**TEXT EXCERPT**.

--------------------------------

Mitzvos are meant to change us:
לא ניתנו המצוות כ"א לצרף את הבריות
Beraishis Rabba 44:1
If a mitzva hasn’t tangibly improved my practical behavior or worldview, I assume I haven’t don’t it quite right. Which has, for many years, been a particularly frustrating part of my ספירת העומר.
Counting Sefira is easy: it takes only a few seconds and is repeated night after night in a way that begs for some kind of progressive growth over time. But I really don’t know how or where that growth should happen.
Rabbi S.R. Hirsch teaches us that Sefira connects the Minchas Ha’Omer (which permitted new grain crops for private use) with the Shetai Halechem brought 49 days later (which permitted new grain crops for use in the Mikdash).
The Omer, having been offered on the second day of Pesach, draws our attention to the physical fruits of our new-found national independence and identity. But, continued R’ Hirsch, that’s where most nations stop. As the People of the Torah, however, we’re supposed to lash that identity and independence to the principles and morality of the Torah. Thus, seven cycles of seven days’ thinking about how all that should apply to our mundane lives.
Sadly, I’ve so far been unable to find a way to integrate those lofty thoughts into my daily mundane life.
Using Mishna Avos for inspiration
Some communities make a point of learning the six chapters of Pirkei Avos during each of the six (or so) intervening weeks. The idea is to use Avos to focus ourselves on the Sefira mindset. That’s truly wonderful.
But I’ve long suspected that Avos wasn’t really meant for us. The content is - for the most part - directed most directly at rabbinic leadership. After all, how many of us will ever need to know how to lead a rabbinic court, select and manage elite Torah students, or shape relationships with governments?
I believe that the very first words of Avos (משה קיבול תורה מסיני ומסרה ליהושע) hint to this. Unlike the account of Moshe’s transmission of the Torah provided in Mesechte Eruvin (54b, where the flow goes from Moshe → Aharon → sons of Aharon → elders → the entire nation), Avos doesn’t even mention the nation as a whole. So, while learning Avos is all upside, I’m not sure how well it complements Sefira.
Other people will focus each day on one of the 48 ways Torah can be acquired listed in Avos 6:6 as a preparation for Shavuos. That’s also a wonderful endeavor. But it addresses only one of the 613 mitzvos that came with our קבלת התורה. It’s hardly a great fit.
Using mourning for inspiration
The Gemara (Yevamos 62b) describes the deaths of Rabbi Akiva’s 24,000 students during the weeks of Sefira. Rishonim like Meiri and the Tur associate those deaths with a custom to avoid weddings. Crusader massacres of thousands of Jews in May of 1096 (during the First Crusade) compounded the sadness of the time for German Jews, at least.

--------------------------------

**PROVIDED DATA**.

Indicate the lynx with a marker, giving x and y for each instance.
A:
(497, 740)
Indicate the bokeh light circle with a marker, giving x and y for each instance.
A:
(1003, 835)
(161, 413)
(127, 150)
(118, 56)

--------------------------------

**EXERCISE DIRECTIONS**. Decide whether each statement agrees with the text on counting Sefira, answering yes or no and quoting the words of the text that settle it. 1. The Shetai Halechem was brought 49 days after the Minchas Ha'Omer. 2. The Omer was offered on the first day of Pesach. 3. Avos 6:6 lists 48 ways Torah can be acquired. Nothing in the records is required here.

**ANSWER TO THIS PROBLEM**.
1. Yes: "the Shetai Halechem brought 49 days later"
2. No: "having been offered on the second day of Pesach"
3. Yes: "one of the 48 ways Torah can be acquired listed in Avos 6:6"